### EXERCISE BRIEF
Please rewrite the lines below, swapping "pixel-level" for "pixel-accurate" everywhere and leaving the rest untouched. Omit the pictures from your answer.

### DATASET ENTRIES
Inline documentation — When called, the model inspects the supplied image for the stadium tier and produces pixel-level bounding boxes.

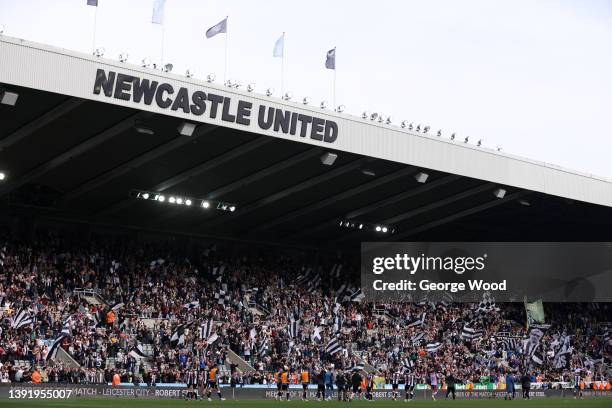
[0,31,612,400]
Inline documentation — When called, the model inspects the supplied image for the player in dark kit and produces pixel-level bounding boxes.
[521,372,531,399]
[404,370,416,402]
[445,373,459,399]
[206,364,225,401]
[349,371,361,402]
[336,370,347,401]
[389,367,402,401]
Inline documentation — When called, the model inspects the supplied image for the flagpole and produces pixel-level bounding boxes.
[159,20,165,69]
[281,31,285,98]
[223,16,229,83]
[91,6,98,53]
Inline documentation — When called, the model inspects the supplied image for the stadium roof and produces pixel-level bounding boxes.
[0,37,612,248]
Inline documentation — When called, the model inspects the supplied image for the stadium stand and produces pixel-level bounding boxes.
[0,232,612,384]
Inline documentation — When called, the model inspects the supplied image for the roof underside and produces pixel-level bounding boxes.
[0,85,612,249]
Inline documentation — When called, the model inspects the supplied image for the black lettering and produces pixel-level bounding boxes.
[207,93,223,119]
[115,74,134,101]
[236,100,253,126]
[323,120,338,143]
[289,112,298,135]
[310,118,325,140]
[274,109,291,133]
[221,97,236,123]
[132,77,158,105]
[155,83,174,109]
[171,87,189,113]
[257,105,274,130]
[298,114,312,137]
[94,69,115,96]
[191,91,206,116]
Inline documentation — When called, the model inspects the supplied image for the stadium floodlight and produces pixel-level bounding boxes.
[134,122,155,135]
[321,152,338,166]
[178,122,197,136]
[361,169,376,177]
[414,172,429,183]
[0,90,19,106]
[493,188,506,199]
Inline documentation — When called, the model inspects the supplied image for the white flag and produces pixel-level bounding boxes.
[151,0,166,24]
[206,17,227,38]
[272,33,285,58]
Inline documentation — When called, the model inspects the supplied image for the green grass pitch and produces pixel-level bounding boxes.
[0,398,612,408]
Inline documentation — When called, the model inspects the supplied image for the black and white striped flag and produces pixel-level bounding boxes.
[325,336,342,354]
[257,336,269,357]
[200,319,215,339]
[288,316,300,338]
[45,333,67,361]
[11,309,33,329]
[425,341,442,353]
[408,312,427,327]
[461,323,484,341]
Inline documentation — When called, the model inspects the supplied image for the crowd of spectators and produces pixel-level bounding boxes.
[0,233,611,384]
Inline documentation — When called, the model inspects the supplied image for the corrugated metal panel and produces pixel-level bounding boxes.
[0,37,612,206]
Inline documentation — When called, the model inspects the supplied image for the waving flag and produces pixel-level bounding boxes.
[206,17,227,38]
[151,0,166,24]
[272,33,285,58]
[325,47,336,69]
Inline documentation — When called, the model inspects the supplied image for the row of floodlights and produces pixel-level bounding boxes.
[132,191,237,212]
[338,220,395,234]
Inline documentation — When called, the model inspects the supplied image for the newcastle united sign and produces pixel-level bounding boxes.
[93,69,338,143]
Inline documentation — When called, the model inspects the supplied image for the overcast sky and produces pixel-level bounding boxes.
[0,0,612,178]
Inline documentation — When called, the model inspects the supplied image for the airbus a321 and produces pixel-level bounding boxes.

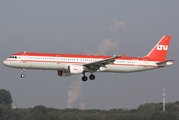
[3,36,174,81]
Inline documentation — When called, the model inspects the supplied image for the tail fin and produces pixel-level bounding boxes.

### SOLUTION TO THIS TASK
Inline documentation — When called, the model inspects the supplied image for the stadium tier and produces pixel-accurate bounding boxes.

[0,31,612,400]
Inline documentation — When called, the model inspects the supplied image for the player in dark kit and produces pixel-accurate bounding boxes.
[521,372,531,399]
[404,370,416,402]
[445,373,459,399]
[206,364,225,401]
[349,371,361,402]
[336,370,347,401]
[389,367,402,401]
Inline documentation — When called, the model inspects the supplied image for the flagpole and produces pixel-accurate bounding boxes.
[159,20,165,69]
[281,31,285,98]
[223,16,229,83]
[91,6,98,53]
Inline documentation — When called, the model inspects the supplied image for the stadium roof and produces pixel-accurate bounding boxes.
[0,37,612,248]
Inline documentation — When called, the model inspects the supplied image for the stadium stand and produces pixel-accurate bounding boxes.
[0,232,612,384]
Inline documentation — When called, the model inspects the supplied image for the roof underside and produces pixel-accurate bounding boxes.
[0,85,612,249]
Inline documentation — When called, the model inspects the supplied image for the black lettering and produces pixel-accurate bounding boxes.
[207,93,223,119]
[115,74,134,101]
[236,100,253,126]
[323,120,338,143]
[289,112,298,135]
[310,118,325,140]
[274,109,291,133]
[221,97,236,123]
[132,77,158,105]
[155,83,174,109]
[171,87,189,113]
[257,105,274,130]
[298,114,312,137]
[94,69,115,96]
[191,91,206,116]
Inline documentation — When called, the model inspects the supplied image for the stadium floodlight and produces pixel-accurate bounding boxes.
[134,122,155,135]
[321,152,338,166]
[178,122,197,136]
[361,169,376,177]
[414,172,429,183]
[0,90,19,106]
[493,188,506,199]
Inline documentation — When called, the model inspects the supplied image for the white flag and produces pixel-accurate bounding boxes.
[151,0,166,24]
[206,17,227,38]
[272,33,285,58]
Inline documentation — When called, the model inspects the supplied image for the green grass pitch and produces pixel-accurate bounding boxes.
[0,398,612,408]
Inline documentation — When called, the model inspects the supplied image for the black and white striped flag and produces pixel-accurate bounding boxes.
[325,336,342,354]
[257,336,269,357]
[200,319,215,339]
[288,316,300,338]
[45,333,67,361]
[11,309,33,329]
[425,341,442,353]
[408,312,427,327]
[461,323,484,341]
Inline documentation — When called, the model inspects the supplied image for the crowd of spectators and produces pixel-accurate bounding boxes.
[0,233,611,384]
Inline documentation — When called, the model inspects the supplied image for the corrugated metal panel and produces pixel-accurate bounding boxes.
[0,37,612,206]
Inline documentation — When called, the model inspects the supplied image for the waving flag and produces pixel-accurate bounding boxes.
[206,17,227,38]
[151,0,166,24]
[272,33,285,58]
[325,47,336,69]
Inline documentation — When called, the model inspects the supplied image for the row of floodlights and produces pixel-accurate bounding boxes.
[132,191,237,212]
[338,220,395,234]
Inline documentation — When called, the model inspects the supplied image for the newcastle united sign and produces pixel-accurate bounding boxes.
[93,69,338,143]
Inline documentation — When called, the model inspects the supplied image for the overcast sky and produces pixel-accurate bounding boxes.
[0,0,612,178]
Inline documentation — When called, the model inspects the supplied image for the airbus a321 and produces pixel-accurate bounding boxes.

[3,36,174,81]
Inline documentation — When called, the model inspects the supplied image for the tail fin and produces pixel-accurate bounding boxes.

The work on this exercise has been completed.